Work to be completed
Render each line of the records below as a JSON list of strings, one string per line, and skip any blank lines.

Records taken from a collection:
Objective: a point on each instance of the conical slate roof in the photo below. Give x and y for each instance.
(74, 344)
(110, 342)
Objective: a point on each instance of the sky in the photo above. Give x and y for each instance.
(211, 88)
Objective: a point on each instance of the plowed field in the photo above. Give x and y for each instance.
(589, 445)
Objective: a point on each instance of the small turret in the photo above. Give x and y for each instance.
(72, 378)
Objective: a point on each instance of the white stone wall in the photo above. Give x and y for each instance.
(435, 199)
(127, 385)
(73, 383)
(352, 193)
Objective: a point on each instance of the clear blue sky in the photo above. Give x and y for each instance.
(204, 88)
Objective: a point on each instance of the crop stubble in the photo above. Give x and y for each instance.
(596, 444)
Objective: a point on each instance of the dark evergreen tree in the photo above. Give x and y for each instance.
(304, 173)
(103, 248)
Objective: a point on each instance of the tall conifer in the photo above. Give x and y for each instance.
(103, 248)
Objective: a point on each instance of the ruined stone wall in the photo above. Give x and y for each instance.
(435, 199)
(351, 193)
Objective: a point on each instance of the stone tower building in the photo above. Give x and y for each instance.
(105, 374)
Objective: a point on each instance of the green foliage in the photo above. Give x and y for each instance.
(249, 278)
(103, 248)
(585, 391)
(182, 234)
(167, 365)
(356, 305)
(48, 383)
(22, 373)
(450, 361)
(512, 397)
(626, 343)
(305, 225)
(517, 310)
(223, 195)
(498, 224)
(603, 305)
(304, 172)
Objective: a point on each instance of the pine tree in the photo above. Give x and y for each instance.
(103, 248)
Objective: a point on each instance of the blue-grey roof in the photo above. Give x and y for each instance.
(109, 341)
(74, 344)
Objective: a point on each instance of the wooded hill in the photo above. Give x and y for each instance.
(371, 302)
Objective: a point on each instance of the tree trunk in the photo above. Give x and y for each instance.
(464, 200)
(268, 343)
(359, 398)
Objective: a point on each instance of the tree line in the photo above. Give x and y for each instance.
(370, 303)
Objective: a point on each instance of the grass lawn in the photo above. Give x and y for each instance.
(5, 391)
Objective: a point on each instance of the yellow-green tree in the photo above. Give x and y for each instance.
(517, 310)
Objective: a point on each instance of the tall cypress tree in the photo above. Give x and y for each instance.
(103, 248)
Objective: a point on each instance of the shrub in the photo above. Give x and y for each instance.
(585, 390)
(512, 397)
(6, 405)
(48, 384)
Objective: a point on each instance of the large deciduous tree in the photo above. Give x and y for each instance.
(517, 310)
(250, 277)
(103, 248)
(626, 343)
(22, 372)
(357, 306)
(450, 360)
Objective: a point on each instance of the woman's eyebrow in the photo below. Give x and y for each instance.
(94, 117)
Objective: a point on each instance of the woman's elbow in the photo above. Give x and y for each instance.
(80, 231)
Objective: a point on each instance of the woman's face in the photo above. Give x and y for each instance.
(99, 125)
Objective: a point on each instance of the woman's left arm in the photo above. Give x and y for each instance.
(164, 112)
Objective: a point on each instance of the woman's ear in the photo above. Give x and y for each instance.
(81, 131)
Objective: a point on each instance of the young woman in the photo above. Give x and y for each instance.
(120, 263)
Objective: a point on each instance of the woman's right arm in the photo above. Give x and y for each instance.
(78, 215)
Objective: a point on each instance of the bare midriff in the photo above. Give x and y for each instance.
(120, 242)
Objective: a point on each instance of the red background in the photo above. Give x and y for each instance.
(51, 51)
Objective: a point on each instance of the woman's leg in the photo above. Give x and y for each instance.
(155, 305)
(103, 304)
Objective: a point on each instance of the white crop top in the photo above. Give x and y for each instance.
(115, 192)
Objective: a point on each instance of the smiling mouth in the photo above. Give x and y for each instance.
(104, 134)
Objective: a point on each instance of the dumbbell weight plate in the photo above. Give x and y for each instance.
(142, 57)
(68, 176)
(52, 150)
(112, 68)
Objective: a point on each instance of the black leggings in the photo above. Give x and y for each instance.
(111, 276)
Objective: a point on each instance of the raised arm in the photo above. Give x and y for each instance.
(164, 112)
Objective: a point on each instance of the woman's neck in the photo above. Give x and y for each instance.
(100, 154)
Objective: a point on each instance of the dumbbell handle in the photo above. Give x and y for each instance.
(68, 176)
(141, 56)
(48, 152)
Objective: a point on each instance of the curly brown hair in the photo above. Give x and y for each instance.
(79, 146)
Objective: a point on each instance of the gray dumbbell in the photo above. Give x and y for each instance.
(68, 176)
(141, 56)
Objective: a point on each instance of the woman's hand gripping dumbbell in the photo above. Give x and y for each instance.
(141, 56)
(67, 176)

Solution for this exercise
[
  "Objective: a point on each instance of the conical slate roof in the photo below. Give x and y for each instance.",
  "(74, 344)",
  "(110, 342)",
  "Objective: a point on each instance of the sky in the photo above. Give x and y for each instance.",
  "(211, 88)",
  "Objective: a point on each instance of the plowed field in the photo above. Give x and y for each instance.",
  "(589, 445)",
  "Objective: a point on each instance of the small turret in the photo above. Give x and y for each instance.",
  "(72, 378)",
  "Objective: a point on each instance of the white stone wall in the photo above. Give x and y for each instance.",
  "(435, 199)",
  "(127, 385)",
  "(73, 383)",
  "(352, 193)",
  "Objective: a point on each instance of the clear blue sky in the photo above. Give x and y for each instance.",
  "(204, 88)",
  "Objective: a point on each instance of the crop stubble in the photo above. Give x and y for each instance.",
  "(596, 444)",
  "Objective: a point on each instance of the dark evergreen tree in the photo above. Give x and y for each instance.",
  "(304, 173)",
  "(103, 248)",
  "Objective: a point on each instance of the tall conifer in the photo above. Give x and y for each instance.",
  "(103, 248)",
  "Objective: a point on each instance of the ruined stone wall in the photo above. Give x and y for each instance.",
  "(435, 199)",
  "(351, 193)",
  "Objective: a point on each instance of the stone tower building in the photo above. Give x and y for each instance.",
  "(105, 374)",
  "Objective: a point on each instance of the green foliage in the photo above. Give x and y for each instance.",
  "(249, 278)",
  "(103, 248)",
  "(585, 391)",
  "(182, 234)",
  "(167, 365)",
  "(356, 305)",
  "(48, 383)",
  "(22, 373)",
  "(450, 361)",
  "(512, 397)",
  "(626, 343)",
  "(305, 225)",
  "(517, 310)",
  "(223, 195)",
  "(498, 224)",
  "(603, 305)",
  "(304, 172)",
  "Objective: a point on each instance of the pine tree in the photo above. Give x and y for each instance.",
  "(103, 248)",
  "Objective: a point on each instance of the blue-grey roof in the photo above. Give x and y for each instance.",
  "(109, 341)",
  "(74, 344)",
  "Objective: a point on each instance of the wooded hill in the photo above. Give x and y for each instance.",
  "(371, 302)",
  "Objective: a point on each instance of the tree trunk in the photo above. Give x and y for each instance.",
  "(464, 200)",
  "(268, 343)",
  "(359, 398)",
  "Objective: a point on each instance of the tree line in the photo above. Give x and y for each instance.",
  "(370, 303)",
  "Objective: a point on each instance of the grass lawn in the photo above. Give x and y for each instance.",
  "(5, 391)",
  "Objective: a point on each instance of the yellow-green tree in the photo above. Give x and y for each instance.",
  "(517, 310)",
  "Objective: a point on each instance of the tall cypress tree in the photo above. Give x and y for each instance.",
  "(103, 248)",
  "Objective: a point on each instance of the shrub in the photo above. Give x and y for each instance.",
  "(585, 390)",
  "(512, 397)",
  "(6, 405)",
  "(48, 384)",
  "Objective: a point on each instance of the large deciduous tree in the photo above. Give x and y for each instance.",
  "(517, 310)",
  "(250, 277)",
  "(103, 248)",
  "(626, 343)",
  "(22, 372)",
  "(357, 306)",
  "(450, 360)",
  "Objective: a point on each instance of the woman's eyebrow in the photo below. Give x and y for each instance.",
  "(94, 117)",
  "Objective: a point on each instance of the woman's elbow in the photo above. Give x and y for each instance.",
  "(80, 231)",
  "Objective: a point on each instance of the woman's face in the photo above. Give x and y for each instance.",
  "(99, 125)",
  "Objective: a point on each instance of the woman's left arm in the photo above. Give x and y for each instance.",
  "(164, 112)",
  "Objective: a point on each instance of the woman's ear in the photo above. Give x and y for each instance.",
  "(81, 131)",
  "Objective: a point on each instance of the young woman in the photo above. Give x and y for each instance.",
  "(120, 263)",
  "Objective: a point on each instance of the woman's right arm in the photo above. Give x and y for each instance.",
  "(78, 215)",
  "Objective: a point on each instance of the bare midriff in the photo above. Give x and y for each instance.",
  "(120, 242)",
  "Objective: a point on each instance of the red background in the photo above. Give x and y for each instance.",
  "(51, 51)",
  "Objective: a point on each instance of the woman's leg in the photo above. Give x and y for each instance.",
  "(155, 305)",
  "(103, 304)",
  "Objective: a point on each instance of the white crop top in the photo above. Give x and y for each instance.",
  "(115, 192)",
  "Objective: a point on each instance of the smiling mouth in the photo above. Give x and y for each instance.",
  "(104, 134)",
  "Objective: a point on each instance of the dumbbell weight plate in the photo above. Give x and y for each instance.",
  "(142, 57)",
  "(68, 176)",
  "(52, 150)",
  "(112, 68)",
  "Objective: a point on each instance of the black leggings in the photo above. Give x and y for each instance.",
  "(111, 276)",
  "Objective: a point on each instance of the raised arm in the photo above. Give x and y for each instance.",
  "(164, 112)",
  "Objective: a point on each instance of the woman's neck in the photo above. Give x and y for each instance.",
  "(100, 154)",
  "Objective: a point on each instance of the dumbbell handle in the photo above. Give x and y for each instance.",
  "(68, 176)",
  "(141, 56)",
  "(48, 152)",
  "Objective: a point on each instance of the curly brown hair in the photo above. Give x and y for each instance.",
  "(79, 146)",
  "Objective: a point on each instance of the gray dumbbell in the photo above. Give x and y for each instance.",
  "(68, 176)",
  "(141, 56)",
  "Objective: a point on each instance of the woman's hand gripping dumbbell in the photo above. Give x and y for each instance.",
  "(141, 56)",
  "(67, 176)"
]